— BEGIN TASK MATERIAL —
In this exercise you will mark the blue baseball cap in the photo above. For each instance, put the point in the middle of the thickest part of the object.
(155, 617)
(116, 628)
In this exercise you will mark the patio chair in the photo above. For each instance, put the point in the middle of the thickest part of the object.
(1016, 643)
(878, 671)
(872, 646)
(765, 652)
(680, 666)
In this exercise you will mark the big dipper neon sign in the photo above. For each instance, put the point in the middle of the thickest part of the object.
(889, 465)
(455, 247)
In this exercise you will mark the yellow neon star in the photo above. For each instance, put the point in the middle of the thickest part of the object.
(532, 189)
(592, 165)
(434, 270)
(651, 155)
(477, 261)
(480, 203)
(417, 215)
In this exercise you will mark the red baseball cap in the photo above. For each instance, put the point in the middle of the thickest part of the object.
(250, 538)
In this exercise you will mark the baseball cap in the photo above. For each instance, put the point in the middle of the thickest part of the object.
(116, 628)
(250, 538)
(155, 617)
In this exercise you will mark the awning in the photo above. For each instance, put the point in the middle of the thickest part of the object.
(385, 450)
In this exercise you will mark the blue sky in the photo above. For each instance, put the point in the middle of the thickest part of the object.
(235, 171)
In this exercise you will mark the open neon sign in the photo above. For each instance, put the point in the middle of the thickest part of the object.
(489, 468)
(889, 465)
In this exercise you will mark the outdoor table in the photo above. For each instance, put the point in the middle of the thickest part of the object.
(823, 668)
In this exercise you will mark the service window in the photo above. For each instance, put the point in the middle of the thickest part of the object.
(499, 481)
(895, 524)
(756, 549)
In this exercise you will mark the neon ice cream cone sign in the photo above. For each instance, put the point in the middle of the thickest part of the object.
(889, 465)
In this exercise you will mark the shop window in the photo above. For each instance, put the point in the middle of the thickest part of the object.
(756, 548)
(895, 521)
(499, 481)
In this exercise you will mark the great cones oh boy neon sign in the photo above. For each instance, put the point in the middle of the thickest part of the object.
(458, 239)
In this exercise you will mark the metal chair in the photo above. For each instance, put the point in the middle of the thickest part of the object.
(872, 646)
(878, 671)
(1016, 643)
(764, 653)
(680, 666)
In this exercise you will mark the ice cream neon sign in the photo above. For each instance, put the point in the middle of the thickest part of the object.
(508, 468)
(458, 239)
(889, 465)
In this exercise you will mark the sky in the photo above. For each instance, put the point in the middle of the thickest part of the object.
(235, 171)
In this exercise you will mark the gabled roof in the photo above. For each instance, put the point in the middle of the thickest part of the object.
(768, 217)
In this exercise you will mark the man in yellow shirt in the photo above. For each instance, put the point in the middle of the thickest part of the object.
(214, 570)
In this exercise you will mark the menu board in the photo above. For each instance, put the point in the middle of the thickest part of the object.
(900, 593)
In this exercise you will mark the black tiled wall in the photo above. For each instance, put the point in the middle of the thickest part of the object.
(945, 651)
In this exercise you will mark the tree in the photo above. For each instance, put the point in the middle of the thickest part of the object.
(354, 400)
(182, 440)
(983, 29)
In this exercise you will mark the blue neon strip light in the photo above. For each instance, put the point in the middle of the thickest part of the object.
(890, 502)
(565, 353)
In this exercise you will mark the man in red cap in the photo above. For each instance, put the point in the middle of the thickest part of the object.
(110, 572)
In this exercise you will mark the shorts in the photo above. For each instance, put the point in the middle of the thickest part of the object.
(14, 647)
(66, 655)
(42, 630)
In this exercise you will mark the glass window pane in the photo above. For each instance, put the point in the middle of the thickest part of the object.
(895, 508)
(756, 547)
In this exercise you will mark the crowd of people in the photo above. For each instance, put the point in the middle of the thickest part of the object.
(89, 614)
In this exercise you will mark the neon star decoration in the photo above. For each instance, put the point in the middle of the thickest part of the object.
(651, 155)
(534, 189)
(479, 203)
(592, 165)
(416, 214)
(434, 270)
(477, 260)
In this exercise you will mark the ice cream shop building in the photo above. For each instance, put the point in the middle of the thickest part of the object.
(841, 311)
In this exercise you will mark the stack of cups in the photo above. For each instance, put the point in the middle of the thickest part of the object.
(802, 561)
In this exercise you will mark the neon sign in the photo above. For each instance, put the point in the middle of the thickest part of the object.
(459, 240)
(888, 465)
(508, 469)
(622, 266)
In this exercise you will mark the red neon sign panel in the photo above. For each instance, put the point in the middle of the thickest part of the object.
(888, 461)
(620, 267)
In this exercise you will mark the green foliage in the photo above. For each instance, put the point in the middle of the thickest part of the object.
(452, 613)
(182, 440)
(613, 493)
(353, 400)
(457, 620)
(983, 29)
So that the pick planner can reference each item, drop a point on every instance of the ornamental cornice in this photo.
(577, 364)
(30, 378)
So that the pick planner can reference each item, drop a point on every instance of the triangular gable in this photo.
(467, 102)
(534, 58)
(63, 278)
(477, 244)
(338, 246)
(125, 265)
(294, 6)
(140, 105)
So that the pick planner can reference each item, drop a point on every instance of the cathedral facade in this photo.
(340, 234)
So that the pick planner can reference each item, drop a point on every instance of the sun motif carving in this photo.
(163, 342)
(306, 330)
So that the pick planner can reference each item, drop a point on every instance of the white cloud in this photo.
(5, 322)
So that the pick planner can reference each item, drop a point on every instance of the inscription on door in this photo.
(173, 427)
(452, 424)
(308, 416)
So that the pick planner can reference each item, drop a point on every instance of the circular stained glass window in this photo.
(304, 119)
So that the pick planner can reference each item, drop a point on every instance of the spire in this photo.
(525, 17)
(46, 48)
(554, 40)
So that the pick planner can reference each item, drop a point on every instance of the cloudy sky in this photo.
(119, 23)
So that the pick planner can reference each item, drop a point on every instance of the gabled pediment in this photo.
— END TASK MATERIAL —
§ EXERCISE AIM: Write out the full set of records exactly as given.

§ WRITTEN SOLUTION:
In this exercise you will mark the blue baseball cap in the photo above. For each instance, put the point in the middle of the thickest part of the object.
(155, 617)
(116, 628)
In this exercise you will mark the patio chair in the photo above. For each instance, put the point in the middle of the thickest part of the object.
(1016, 643)
(878, 671)
(872, 646)
(765, 652)
(680, 666)
In this exercise you will mark the big dipper neon sign in the photo above. For each instance, put the point in the middle of the thickest part of the object.
(889, 465)
(455, 247)
In this exercise you will mark the yellow neon star in the photo above. For each instance, put the point in the middle of the thickest part of the object.
(532, 189)
(592, 165)
(434, 270)
(651, 155)
(477, 261)
(480, 203)
(417, 215)
In this exercise you will mark the red baseball cap in the photo above. For each instance, put the point in the middle of the thickest part of the object.
(250, 538)
In this exercise you will mark the baseball cap in the photo above. For each instance, put the point in the middle of the thickest part of the object.
(116, 628)
(250, 538)
(155, 617)
In this exercise you will mark the awning in the photo above. For each instance, put the point in the middle of the thickest part of the object.
(385, 450)
In this exercise you will mark the blue sky in the photo above. For each instance, put the point in the middle of the thickest part of the object.
(235, 171)
In this exercise you will mark the open neon sign in the photo above. For each instance, put the point in the middle of the thickest part of the object.
(489, 468)
(889, 465)
In this exercise you will mark the outdoor table in the photo above. For each instance, put the point in the middle of the thickest part of the object.
(823, 668)
In this exercise you will mark the service window in the photo above. For each instance, put the point in the middle of the thickest part of the object.
(499, 481)
(895, 524)
(756, 549)
In this exercise you will mark the neon ice cream cone sign in the photo above. For each instance, put the point in the middle of the thickest part of the object.
(889, 465)
In this exercise you will mark the shop window in the photo above. For each instance, put the point in the middle of the thickest part of the object.
(756, 548)
(895, 521)
(499, 481)
In this exercise you will mark the great cones oh boy neon sign in the photo above. For each instance, put the point in the middle of the thickest part of the object.
(458, 239)
In this exercise you will mark the metal chair in the photo above. For each instance, put the point in the middle of the thickest part of the object.
(872, 646)
(878, 671)
(1016, 643)
(764, 653)
(680, 666)
In this exercise you will mark the ice cream neon sign in the photo above. For each instance, put the point in the middle of the thickest part of the object.
(508, 468)
(458, 239)
(889, 465)
In this exercise you will mark the sky in the photo above. For each instance, put the point in the middle of the thickest part of the object.
(235, 171)
In this exercise you will mark the gabled roof in the photo above. For each instance, put the point in the middle of the thickest part of the object.
(768, 217)
In this exercise you will mark the man in yellow shirt in the photo above. For each instance, put the point in the middle of the thickest part of the object.
(214, 570)
In this exercise you will mark the menu board in the photo above. For each instance, put the point in the middle of the thickest part of the object.
(900, 593)
In this exercise you will mark the black tiled wall in the photo above. For each instance, put the point in the middle of the thickest part of the object.
(945, 651)
In this exercise you will mark the tree in the photo above. For each instance, put the point in the middle of the thickest part of the object.
(354, 400)
(182, 440)
(983, 29)
In this exercise you will mark the blue neon strip light in the photo above. For each instance, put the point in the middle of the thickest part of the object.
(890, 502)
(565, 353)
In this exercise you will mark the man in red cap in the photo above. For each instance, put the point in the middle of the thickest part of the object.
(110, 572)
In this exercise you will mark the shorts in the photo above. For each instance, put the point in the middle of the thickest part of the object.
(14, 647)
(66, 655)
(42, 630)
In this exercise you will mark the glass window pane in the photo above. For each instance, put the point in the middle of the thickest part of the object.
(895, 508)
(756, 547)
In this exercise you will mark the crowd of people in the photo above. For each instance, put the point in the middle of the thickest part of the object.
(89, 614)
In this exercise you will mark the neon star decoration in the photo above. For each instance, put the point in the middle of the thickest part of the object.
(651, 155)
(534, 189)
(479, 203)
(592, 165)
(416, 214)
(434, 270)
(477, 260)
In this exercise you will mark the ice cream shop building in the photo above. For each instance, put the point in the middle of the thickest part of the object.
(841, 311)
In this exercise you will mark the stack of cups in the photo above. For each instance, put the point in the middle of the thickest part of the object.
(802, 561)
In this exercise you will mark the neon sign in the photo above. For each instance, put the point in the middle of the thickest part of the object.
(459, 240)
(888, 465)
(508, 469)
(622, 266)
In this exercise you will mark the red neon sign panel in the photo above. For each instance, put the point in the middle of the thickest part of the object.
(888, 461)
(620, 267)
In this exercise you will mark the green foliage in the photo above. For each instance, put the point in the middle of the thickest part of the object.
(452, 613)
(182, 440)
(613, 493)
(353, 400)
(457, 620)
(983, 29)
So that the pick planner can reference each item, drop a point on every instance of the ornamental cornice in this photo.
(577, 364)
(30, 378)
So that the pick planner can reference each item, drop a point on every instance of the triangular gable in this photo.
(467, 102)
(534, 58)
(63, 278)
(477, 244)
(338, 246)
(125, 265)
(294, 6)
(140, 105)
So that the pick planner can reference each item, drop a point on every instance of the cathedral facade in this photo.
(340, 234)
So that the pick planner can reference each item, drop a point on every instance of the sun motif carving in this photo.
(163, 342)
(306, 330)
So that the pick planner can reference each item, drop a point on every instance of the white cloud in this photo.
(5, 322)
So that the pick planner can reference each item, drop a point on every instance of the inscription on door in this photo.
(173, 427)
(452, 424)
(308, 416)
So that the pick planner can reference each item, drop a point on every instance of the circular stained glass window in this photo.
(304, 119)
So that the pick planner can reference each item, drop a point on every instance of the spire in this photo.
(525, 17)
(46, 48)
(554, 40)
So that the pick planner can reference each item, drop a point on every instance of the cloudy sky in this photo.
(119, 23)
So that the pick planner can reference each item, drop a point on every instance of the gabled pediment in this photo.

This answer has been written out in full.